Local increases in neuronal activity are accompanied by increases in local brain tissue temperature – or in other terms – local increases in infrared radiation (1–7). For many years, investigation of this thermoproduction by the nervous system was assessed by placing invasive thermoresistors into the brain (8). Nowadays, this radiation can be detected by a thermoviser camera, which performs line by line scanning of the field of view to eventually create 2D-heatmaps of the brain (see Figure 1 and 2). A single 2D-image can be acquired within several milliseconds and is only a superficial snapshot of the brain cortex, as IT has a depth penetration in the millimeter range. However, a full data acquisition session will take functional tasks of several minutes. The spatial resolution of IT is considered as good, with images presented with <500 µm in pixel size.
Neuronal activity is accompanied by local metabolic activity in the brain to satisfy the energetic demands through the process of NVC. This local energy production generates heat which leads to an increase in absolute, local brain tissue temperature concurrent with CBF-changes (6). Although CBF-changes have a large component in the local increase in brain tissue temperature, it is though that the increase is more closely related to actual neuronal activity (6). This is supported by studies such as those by Kiyatkin et al. (9) which indicate that increases in brain tissue temperature occurred prior to and were greater than blood temperature changes evoked by a stimulus.
ITM has been applied in an intra-operative setting on several occasions, and has proven to be a comparatively cheap, simple and non-invasive technique which can be integrated into conventional surgical microscopes (1,5,10). However, the technique’s sensitivity for functional imaging has been under question on several occasions (4). As alternative applications, studies have mentioned IT as a technique showing potential for surveillance of brain perfusion during vascular neurosurgery (3).
- Gorbach AM, Heiss J, Kufta C, Sato S, Fedio P, Kammerer WA, et al. Intraoperative infrared functional imaging of human brain. ANN NEUROL. 2003;54(3):297–309.
- Shevelev IA, Tsicalov EN, Gorbach AM, Budko KP, Sharaev GA. Thermoimaging of the brain. J Neurosci Methods. 1993;
- Rojas EDFR, Ochoa EM, López RL, Díaz LL. Infrared thermography brain mapping surveillance in vascular neurosurgery for anterior communicating artery aneurysm clipping. Surg Neurol Int. 2018;
- Hoffmann N, Radev Y, Koch E, Petersohn U, Steiner G, Kirsch M. Intraoperative mapping of the sensory cortex by time-resolved thermal imaging. Biomed Tech. 2018;
- Shevelev IA. Functional imaging of the brain by infrared radiation (thermoencephaloscopy). Progress in Neurobiology. 1998.
- Suzuki T, Oishi N, Fukuyama H. Simultaneous infrared thermal imaging and laser speckle imaging of brain temperature and cerebral blood flow in rats. J Biomed Opt. 2018;
- Suzuki T, Ooi Y, Seki J. Infrared thermal imaging of rat somatosensory cortex with whisker stimulation. J Appl Physiol. 2012;
- Hayward JN, Baker MA. A comparative study of the role of the cerebral arterial blood in the regulation of brain temperature in five mammals. Brain Res. 1969;
- Kiyatkin EA, Brown PL, Wise RA. Brain temperature fluctuation: A reflection of functional neural activation. Eur J Neurosci. 2002;
- Parrish T, Iorga M. Application of IR thermometry to understanding brain function. In: Quantum Sensing and Nano Electronics and Photonics Xv. Bellingham: Spie-Int Soc Optical Engineering; 2018. (Proceedings of SPIE; vol. 10540).

→ **Exercise requirements**:
1 > Summarize the excerpt on infrared imaging of the brain in two sentences.
2 > Answer these questions from the excerpt on infrared imaging of the brain.
(a) How long does it take to acquire a single 2D image?
(b) According to the studies by Kiyatkin et al., how did increases in brain tissue temperature compare with blood temperature changes evoked by a stimulus?
(c) What alternative application of the technique have studies mentioned?

→ **Given records**:

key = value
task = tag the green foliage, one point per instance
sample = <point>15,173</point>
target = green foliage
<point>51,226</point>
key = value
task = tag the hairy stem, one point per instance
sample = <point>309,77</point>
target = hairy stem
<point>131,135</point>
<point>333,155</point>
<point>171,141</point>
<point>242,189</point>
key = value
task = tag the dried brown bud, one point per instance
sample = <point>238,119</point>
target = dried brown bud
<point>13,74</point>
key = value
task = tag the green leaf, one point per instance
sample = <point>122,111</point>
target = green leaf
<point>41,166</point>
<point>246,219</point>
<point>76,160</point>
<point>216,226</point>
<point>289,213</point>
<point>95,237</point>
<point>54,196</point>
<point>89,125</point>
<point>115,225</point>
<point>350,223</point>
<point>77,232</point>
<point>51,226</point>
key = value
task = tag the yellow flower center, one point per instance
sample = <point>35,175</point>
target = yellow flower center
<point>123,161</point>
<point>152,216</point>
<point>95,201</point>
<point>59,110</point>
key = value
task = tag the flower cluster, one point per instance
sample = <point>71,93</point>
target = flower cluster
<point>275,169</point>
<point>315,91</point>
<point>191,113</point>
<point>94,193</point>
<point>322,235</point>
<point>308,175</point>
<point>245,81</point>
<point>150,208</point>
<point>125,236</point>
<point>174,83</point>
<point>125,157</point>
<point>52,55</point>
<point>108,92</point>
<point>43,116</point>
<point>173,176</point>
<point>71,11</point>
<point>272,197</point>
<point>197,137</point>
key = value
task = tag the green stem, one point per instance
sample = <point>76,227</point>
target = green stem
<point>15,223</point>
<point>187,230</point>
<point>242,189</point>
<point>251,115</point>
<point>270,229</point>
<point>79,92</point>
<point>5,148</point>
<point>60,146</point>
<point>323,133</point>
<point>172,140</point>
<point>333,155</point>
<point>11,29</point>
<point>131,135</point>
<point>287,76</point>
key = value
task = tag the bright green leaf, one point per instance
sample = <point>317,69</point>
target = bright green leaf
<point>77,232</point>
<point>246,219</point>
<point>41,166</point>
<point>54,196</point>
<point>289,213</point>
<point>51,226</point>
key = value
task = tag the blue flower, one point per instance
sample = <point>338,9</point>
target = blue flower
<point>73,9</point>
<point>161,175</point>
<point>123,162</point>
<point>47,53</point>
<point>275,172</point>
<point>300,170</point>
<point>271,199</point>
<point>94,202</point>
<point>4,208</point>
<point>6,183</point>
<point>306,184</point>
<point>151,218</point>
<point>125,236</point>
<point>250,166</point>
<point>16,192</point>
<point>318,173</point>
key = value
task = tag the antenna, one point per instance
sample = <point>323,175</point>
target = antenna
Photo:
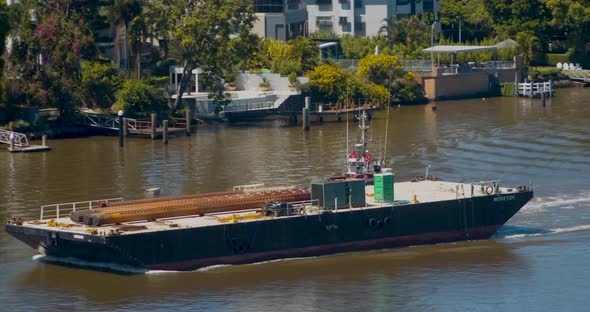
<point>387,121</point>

---

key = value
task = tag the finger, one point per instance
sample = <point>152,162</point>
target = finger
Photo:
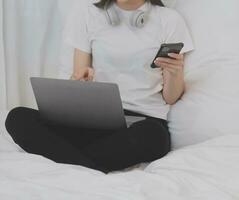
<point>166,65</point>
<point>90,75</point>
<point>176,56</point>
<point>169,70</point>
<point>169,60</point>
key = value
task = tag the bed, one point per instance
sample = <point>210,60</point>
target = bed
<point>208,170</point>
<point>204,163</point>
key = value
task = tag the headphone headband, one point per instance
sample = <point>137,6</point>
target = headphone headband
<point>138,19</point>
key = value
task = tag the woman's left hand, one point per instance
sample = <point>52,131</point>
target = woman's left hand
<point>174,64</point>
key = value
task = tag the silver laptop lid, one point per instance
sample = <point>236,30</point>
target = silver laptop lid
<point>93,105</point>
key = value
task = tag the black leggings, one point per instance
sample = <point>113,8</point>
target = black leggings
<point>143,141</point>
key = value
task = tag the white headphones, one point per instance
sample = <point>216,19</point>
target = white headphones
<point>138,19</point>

---

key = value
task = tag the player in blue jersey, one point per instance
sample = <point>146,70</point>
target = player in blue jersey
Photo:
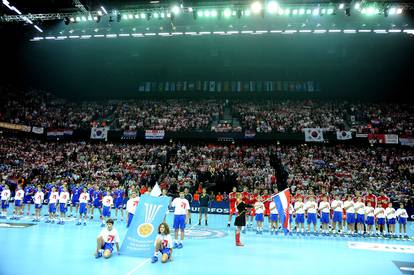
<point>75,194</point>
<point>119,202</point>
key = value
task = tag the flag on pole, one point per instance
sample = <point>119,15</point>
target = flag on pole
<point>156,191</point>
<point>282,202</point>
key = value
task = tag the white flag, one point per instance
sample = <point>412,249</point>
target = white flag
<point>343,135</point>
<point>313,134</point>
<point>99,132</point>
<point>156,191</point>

→ **Numbered answers**:
1 > Local increases in neuronal activity raise brain tissue temperature, and this heat, once measured with invasive thermoresistors placed in the brain, can now be captured by a thermoviser camera as 2D heatmaps of the cortex with pixel sizes under 500 µm. In surgery the technique has proven cheap, simple and non-invasive and can be built into conventional surgical microscopes, though its sensitivity for functional imaging has been questioned.

2 >
(a) Several milliseconds.
(b) The increases in brain tissue temperature occurred before the blood temperature changes and were greater than them.
(c) Surveillance of brain perfusion during vascular neurosurgery.